**Given instruction:**
Please copy the listing lines from the one containing "For practice, label the diagonal" through the one containing "(1079, 621)", inclusive, swapping "guy wire" for "support cable" and leaving everything else unchanged. Return only those lines.

**Provided records:**
>> Start
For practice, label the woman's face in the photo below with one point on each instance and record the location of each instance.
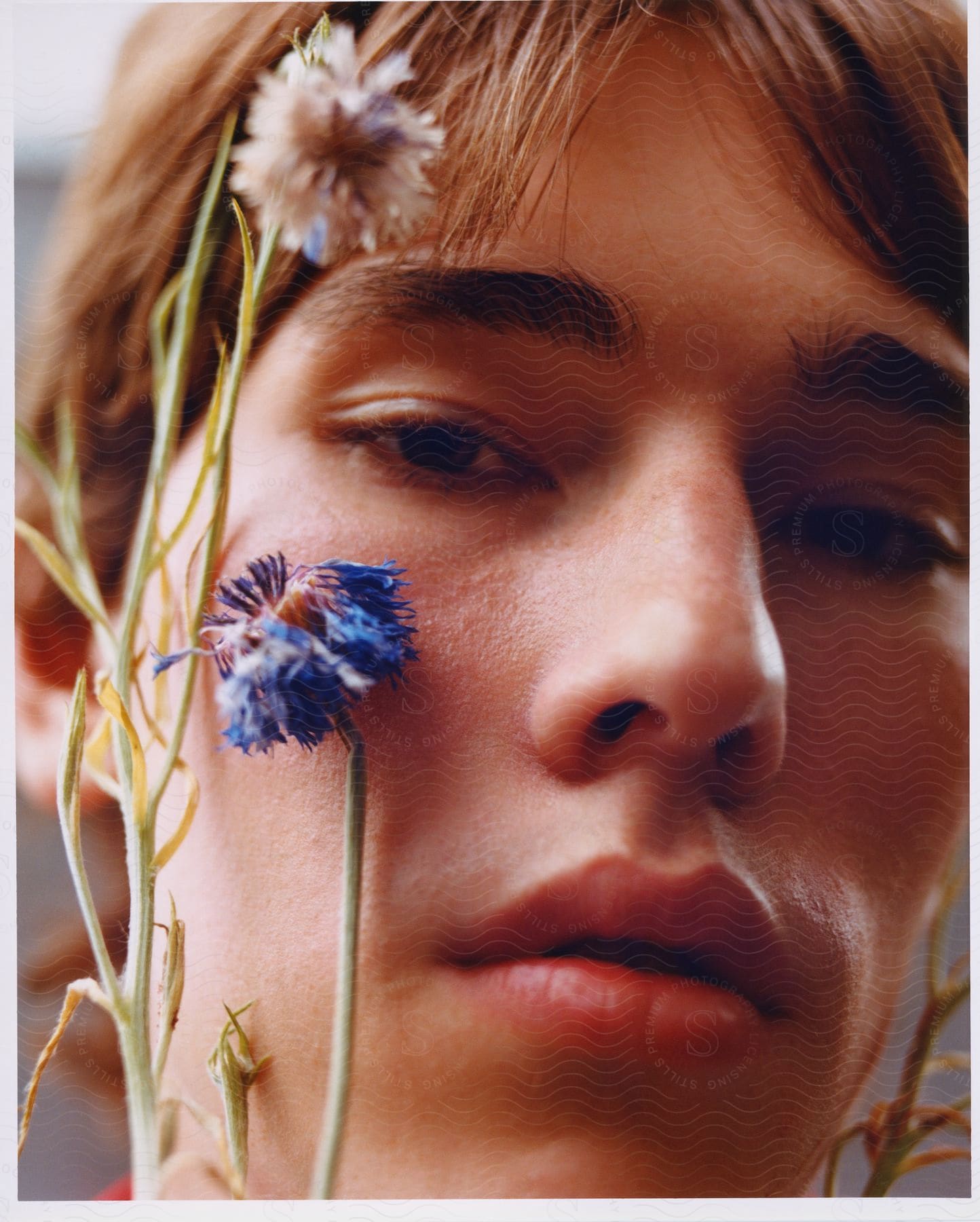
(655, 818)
>> End
>> Start
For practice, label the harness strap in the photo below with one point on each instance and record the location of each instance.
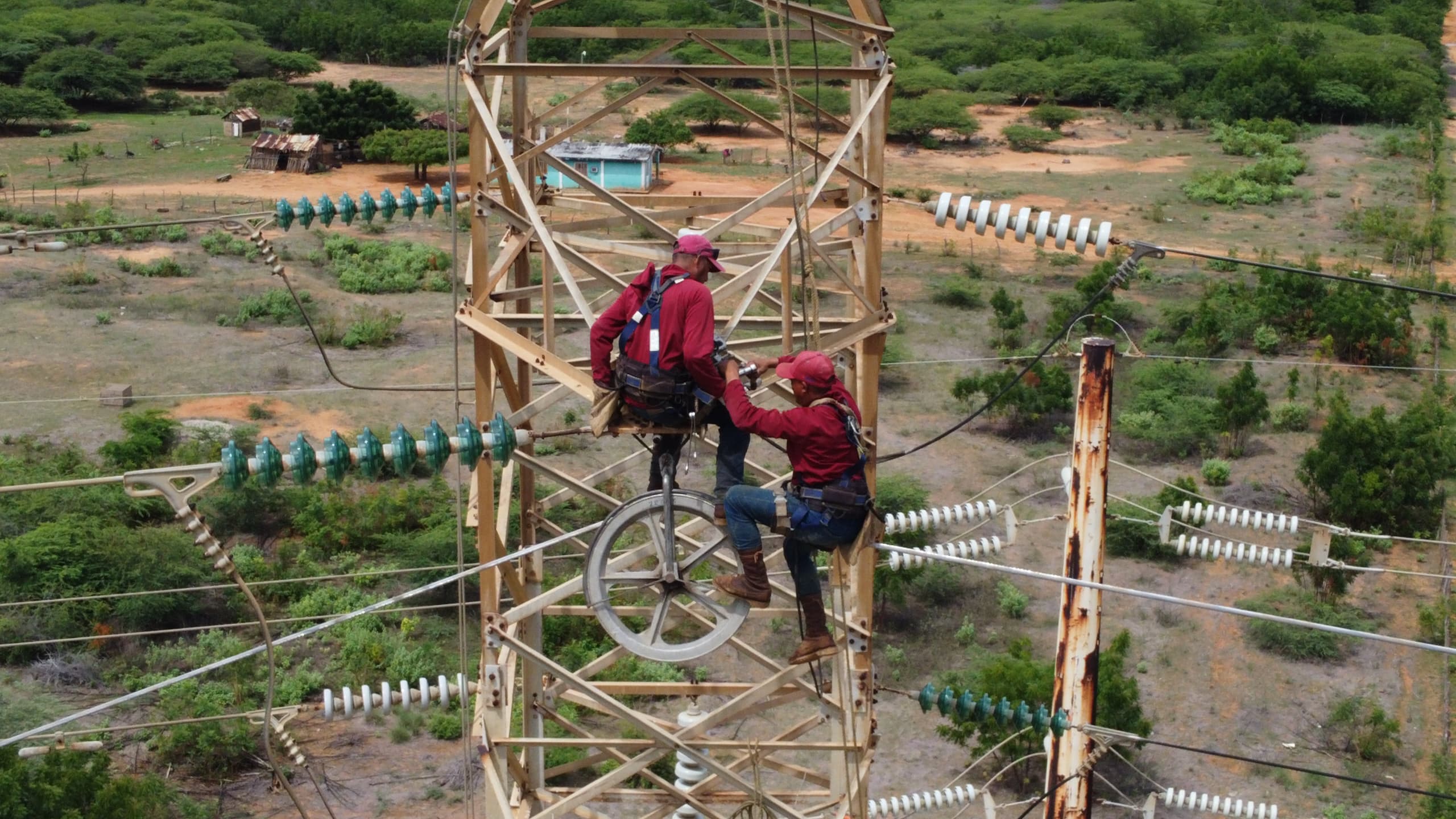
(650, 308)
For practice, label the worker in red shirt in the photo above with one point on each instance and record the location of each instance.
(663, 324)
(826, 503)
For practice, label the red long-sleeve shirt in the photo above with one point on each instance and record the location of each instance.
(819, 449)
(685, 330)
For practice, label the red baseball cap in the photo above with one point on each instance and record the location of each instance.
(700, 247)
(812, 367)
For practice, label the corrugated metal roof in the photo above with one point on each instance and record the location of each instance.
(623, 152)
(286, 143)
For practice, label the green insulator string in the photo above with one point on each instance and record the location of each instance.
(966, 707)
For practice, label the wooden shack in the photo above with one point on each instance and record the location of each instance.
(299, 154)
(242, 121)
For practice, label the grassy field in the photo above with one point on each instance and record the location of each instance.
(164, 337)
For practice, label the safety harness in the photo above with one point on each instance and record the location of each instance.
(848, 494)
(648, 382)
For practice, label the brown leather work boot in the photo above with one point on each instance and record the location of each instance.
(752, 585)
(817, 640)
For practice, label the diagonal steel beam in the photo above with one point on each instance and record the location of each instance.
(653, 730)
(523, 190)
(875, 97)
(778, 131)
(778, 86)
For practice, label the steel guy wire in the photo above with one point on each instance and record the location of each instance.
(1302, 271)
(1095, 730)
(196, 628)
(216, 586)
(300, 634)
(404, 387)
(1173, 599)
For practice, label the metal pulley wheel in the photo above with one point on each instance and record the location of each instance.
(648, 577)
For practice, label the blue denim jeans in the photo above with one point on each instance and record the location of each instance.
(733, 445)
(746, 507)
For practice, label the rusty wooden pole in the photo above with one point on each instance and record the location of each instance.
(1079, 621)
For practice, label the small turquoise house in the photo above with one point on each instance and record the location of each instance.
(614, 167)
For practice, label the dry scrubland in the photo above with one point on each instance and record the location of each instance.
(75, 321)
>> End
**Output of the exercise:**
For practice, label the diagonal steel beam in the photo above with one point on each instance and record the location of each instance.
(653, 730)
(523, 190)
(875, 97)
(778, 131)
(778, 86)
For practice, label the steel support cable in the photo above with one point on each instance and record the location of each instance.
(1302, 271)
(1095, 730)
(196, 628)
(216, 586)
(300, 634)
(404, 387)
(1173, 599)
For practice, label the metal pulley wheel in the photo above with one point on each instance and record the location of each instance.
(648, 577)
For practice, label the blue denim jeans in the photo above with one point on each instance and record the location of each instance.
(733, 445)
(746, 507)
For practice, label the rusty wooden pole in the photo above with one point on each instance and record the location of each instance.
(1079, 621)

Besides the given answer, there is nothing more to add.